Arbeitsauftrag 1: Ändere die nachfolgenden Einträge, nicht den Textauszug: Setze überall „white cloud“ anstelle von „blue sky“ ein und gib die Zeilen sonst unverändert wieder.
##########
Linke will 1. Klasse in Regionalzügen abschaffen
Bernd Riexinger sieht in Regionalzügen die Chance auf mehr Sitzplätze für alle. Die Bahn sieht darin keine Vorteile.
(dpa) Die von der Linkspartei ins Spiel gebrachte Abschaffung der 1. Klasse in Regionalzügen löst im Saarland Zurückhaltung aus. Verkehrsministerin Anke Rehlinger (SPD) hält das Thema nicht für vordringlich. Der Linken-Bundesvorsitzende Bernd Riexinger begründete seinen Vorstoß mit überfüllten Bahnen. Rehlinger sagte hingegen: „Vor allem müssen Bahntickets günstiger werden, die Fernverkehrsanbindungen besser und die Bahn pünktlicher.“
(dpa) Mit der 1. Klasse im Regio kommen Pendler meist entspannter ins Büro. Mehr Platz, mehr Ruhe – zum Arbeiten oder für ein Nickerchen. Nun heißt es: Hinweg die Glastüren mit der „1“! „Die sollten einfach für alle geöffnet werden“, fordert Linke-Chef Bernd Riexinger. Sein Ziel: die Abschaffung der 1. Klasse im Nahverkehr. „Dann hätten wir auf einen Schlag mehr Kapazität für alle – und zwar praktisch gratis.“
Widerspruch folgte prompt. „Sozialistische Gleichmacherei“, sieht der Bahnbeauftragte der Bundesregierung, Enak Ferlemann. „Grober Unfug“, kommentierte der Fahrgastverband Pro Bahn und der Verband deutscher Verkehrsunternehmen schloss sich an. Die Bahn machte deutlich, dass es nicht viel bringen würde, die privilegierten Plätze auszubauen.
##########
Arbeitsauftrag 2:
Beantworte anhand des Textauszugs kurz die folgenden Fragen:
(a) Welches Amt hat Anke Rehlinger inne?
(b) Womit begründete Bernd Riexinger seinen Vorstoß?
(c) Mit welchen Worten kommentierte der Fahrgastverband Pro Bahn den Vorschlag?

Daten zur Aufgabe:
##########
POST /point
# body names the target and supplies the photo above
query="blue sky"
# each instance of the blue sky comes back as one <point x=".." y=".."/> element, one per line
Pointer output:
##########
Lösung 1:
POST /point
# body names the target and supplies the photo above
query="white cloud"
# each instance of the white cloud comes back as one <point x=".." y=".."/> element, one per line
Pointer output:

Lösung 2:
(a) Sie ist Verkehrsministerin im Saarland (SPD).
(b) Mit überfüllten Bahnen.
(c) „Grober Unfug“.